Count the lines in the items below that contain the word "tree", and reply with the number alone.

* **DATA SHOWN**
☆ ☆ ☆ ☆ ☆

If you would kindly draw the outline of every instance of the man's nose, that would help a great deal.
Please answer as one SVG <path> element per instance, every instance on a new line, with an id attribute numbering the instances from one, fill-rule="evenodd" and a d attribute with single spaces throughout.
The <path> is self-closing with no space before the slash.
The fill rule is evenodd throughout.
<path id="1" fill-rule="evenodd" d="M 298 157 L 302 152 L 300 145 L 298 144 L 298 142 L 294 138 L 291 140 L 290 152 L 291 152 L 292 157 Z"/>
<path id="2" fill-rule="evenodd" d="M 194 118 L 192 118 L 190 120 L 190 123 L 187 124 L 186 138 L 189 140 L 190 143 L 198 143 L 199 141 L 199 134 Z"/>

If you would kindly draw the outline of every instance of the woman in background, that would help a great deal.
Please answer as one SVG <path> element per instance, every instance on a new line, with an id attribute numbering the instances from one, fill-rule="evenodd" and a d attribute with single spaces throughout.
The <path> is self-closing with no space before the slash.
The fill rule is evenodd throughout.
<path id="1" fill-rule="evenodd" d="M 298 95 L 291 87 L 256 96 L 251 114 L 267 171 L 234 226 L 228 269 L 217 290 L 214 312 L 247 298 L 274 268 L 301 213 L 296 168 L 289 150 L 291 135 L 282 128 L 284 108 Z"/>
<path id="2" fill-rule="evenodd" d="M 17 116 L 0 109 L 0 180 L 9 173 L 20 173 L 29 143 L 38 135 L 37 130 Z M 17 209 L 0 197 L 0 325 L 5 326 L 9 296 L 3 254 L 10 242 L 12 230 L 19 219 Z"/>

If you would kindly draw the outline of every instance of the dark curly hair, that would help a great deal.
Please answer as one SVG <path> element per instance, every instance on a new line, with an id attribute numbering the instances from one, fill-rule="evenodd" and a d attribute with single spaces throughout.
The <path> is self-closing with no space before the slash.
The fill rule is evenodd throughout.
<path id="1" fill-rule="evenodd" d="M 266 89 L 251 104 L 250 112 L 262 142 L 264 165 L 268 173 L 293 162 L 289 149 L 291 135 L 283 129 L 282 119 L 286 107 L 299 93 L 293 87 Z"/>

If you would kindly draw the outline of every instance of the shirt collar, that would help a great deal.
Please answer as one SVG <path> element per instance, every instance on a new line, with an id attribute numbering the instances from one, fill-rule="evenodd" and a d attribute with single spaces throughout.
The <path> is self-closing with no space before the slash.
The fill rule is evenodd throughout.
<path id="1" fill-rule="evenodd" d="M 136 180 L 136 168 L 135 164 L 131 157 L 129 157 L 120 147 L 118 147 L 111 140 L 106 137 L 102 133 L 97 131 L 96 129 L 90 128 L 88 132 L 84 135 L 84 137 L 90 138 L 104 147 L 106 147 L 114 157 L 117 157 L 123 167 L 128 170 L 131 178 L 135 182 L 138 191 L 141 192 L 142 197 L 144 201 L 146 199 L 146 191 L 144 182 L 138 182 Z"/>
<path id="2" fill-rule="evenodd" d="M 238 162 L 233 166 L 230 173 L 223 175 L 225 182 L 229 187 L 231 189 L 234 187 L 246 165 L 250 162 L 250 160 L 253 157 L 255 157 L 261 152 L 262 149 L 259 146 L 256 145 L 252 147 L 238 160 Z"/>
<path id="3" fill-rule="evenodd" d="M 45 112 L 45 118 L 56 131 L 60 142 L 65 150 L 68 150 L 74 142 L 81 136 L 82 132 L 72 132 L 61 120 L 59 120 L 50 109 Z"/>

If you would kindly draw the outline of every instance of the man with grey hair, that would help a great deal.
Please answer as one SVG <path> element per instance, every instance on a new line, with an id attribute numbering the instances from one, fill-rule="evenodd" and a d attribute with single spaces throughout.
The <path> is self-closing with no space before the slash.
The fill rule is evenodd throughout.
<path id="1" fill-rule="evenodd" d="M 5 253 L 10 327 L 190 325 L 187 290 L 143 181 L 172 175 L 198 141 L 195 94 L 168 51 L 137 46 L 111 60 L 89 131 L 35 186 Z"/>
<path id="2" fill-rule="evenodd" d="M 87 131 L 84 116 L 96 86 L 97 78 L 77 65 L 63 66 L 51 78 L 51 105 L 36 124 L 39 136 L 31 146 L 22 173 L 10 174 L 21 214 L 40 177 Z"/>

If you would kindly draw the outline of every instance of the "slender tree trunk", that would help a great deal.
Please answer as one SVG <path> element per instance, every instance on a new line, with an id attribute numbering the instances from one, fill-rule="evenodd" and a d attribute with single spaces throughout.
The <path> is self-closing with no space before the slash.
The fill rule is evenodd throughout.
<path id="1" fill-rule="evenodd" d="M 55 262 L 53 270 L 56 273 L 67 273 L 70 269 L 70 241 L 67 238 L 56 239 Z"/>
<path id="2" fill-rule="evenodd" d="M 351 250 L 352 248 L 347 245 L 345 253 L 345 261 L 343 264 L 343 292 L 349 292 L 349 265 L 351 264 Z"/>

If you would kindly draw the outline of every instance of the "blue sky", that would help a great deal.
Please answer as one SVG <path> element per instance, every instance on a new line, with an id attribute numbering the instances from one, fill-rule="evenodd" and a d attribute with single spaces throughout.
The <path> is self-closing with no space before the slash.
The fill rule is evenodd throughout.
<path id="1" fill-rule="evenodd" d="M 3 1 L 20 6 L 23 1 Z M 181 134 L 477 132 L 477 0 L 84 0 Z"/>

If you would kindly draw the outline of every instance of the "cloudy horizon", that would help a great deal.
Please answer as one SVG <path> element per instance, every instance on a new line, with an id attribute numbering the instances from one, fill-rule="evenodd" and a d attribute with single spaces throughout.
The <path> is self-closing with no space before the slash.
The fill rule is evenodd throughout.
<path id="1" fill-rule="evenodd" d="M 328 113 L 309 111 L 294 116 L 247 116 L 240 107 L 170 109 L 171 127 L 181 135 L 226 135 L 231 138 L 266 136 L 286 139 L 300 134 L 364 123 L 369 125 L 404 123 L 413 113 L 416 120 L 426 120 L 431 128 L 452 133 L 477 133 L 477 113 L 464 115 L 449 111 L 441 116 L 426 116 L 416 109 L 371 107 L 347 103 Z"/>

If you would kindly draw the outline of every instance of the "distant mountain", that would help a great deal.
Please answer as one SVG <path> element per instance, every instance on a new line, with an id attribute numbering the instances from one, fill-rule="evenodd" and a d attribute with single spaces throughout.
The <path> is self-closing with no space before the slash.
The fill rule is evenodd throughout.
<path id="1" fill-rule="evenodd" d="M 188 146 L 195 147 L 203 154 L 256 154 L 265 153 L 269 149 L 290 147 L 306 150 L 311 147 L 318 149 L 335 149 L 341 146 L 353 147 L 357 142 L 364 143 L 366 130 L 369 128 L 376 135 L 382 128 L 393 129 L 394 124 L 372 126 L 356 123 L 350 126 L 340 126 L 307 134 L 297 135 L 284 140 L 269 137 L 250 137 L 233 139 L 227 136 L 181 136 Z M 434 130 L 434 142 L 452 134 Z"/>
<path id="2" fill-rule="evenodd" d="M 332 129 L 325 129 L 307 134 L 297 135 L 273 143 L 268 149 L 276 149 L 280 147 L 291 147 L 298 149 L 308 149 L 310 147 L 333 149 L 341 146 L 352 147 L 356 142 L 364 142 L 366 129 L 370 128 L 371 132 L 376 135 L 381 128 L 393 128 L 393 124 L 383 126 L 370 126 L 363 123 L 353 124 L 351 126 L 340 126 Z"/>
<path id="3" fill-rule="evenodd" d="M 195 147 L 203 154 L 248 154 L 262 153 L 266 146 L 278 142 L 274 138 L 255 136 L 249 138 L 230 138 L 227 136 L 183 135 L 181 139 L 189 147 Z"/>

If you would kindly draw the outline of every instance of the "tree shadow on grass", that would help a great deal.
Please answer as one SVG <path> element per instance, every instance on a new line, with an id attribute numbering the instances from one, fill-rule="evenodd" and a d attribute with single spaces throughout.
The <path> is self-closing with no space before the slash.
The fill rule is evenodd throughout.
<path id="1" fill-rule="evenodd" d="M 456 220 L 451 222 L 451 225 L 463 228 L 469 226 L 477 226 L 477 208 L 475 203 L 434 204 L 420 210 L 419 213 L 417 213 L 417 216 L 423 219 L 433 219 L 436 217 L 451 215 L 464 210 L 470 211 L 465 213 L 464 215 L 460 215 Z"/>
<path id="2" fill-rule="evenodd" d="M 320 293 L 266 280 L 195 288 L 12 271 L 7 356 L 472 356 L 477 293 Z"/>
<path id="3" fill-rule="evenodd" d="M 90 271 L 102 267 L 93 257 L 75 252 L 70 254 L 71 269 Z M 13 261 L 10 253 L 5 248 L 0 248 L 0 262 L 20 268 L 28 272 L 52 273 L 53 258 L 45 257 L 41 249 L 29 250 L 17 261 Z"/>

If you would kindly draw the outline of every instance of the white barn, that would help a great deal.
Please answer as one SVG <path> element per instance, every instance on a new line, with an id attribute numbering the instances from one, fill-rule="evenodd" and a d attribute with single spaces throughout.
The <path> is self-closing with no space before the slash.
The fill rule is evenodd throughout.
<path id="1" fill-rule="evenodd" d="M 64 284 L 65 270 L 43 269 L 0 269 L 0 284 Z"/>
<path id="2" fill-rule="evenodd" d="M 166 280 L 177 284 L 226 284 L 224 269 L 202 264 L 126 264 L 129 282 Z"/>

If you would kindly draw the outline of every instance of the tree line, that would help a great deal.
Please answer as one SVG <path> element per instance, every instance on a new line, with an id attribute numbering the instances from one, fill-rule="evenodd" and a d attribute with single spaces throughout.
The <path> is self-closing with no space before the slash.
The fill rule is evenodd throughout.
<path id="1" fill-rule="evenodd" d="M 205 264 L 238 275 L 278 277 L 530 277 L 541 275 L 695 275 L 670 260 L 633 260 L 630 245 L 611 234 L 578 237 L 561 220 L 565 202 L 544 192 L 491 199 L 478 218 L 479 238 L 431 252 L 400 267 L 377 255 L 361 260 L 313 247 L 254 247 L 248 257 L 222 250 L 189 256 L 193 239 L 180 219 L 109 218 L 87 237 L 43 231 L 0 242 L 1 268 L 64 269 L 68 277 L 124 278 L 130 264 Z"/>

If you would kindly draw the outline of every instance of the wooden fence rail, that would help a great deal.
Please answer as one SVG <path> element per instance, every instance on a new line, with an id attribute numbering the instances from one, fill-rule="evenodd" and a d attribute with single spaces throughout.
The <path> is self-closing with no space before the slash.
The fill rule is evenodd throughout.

☆ ☆ ☆ ☆ ☆

* **ANSWER TO THIS PROBLEM**
3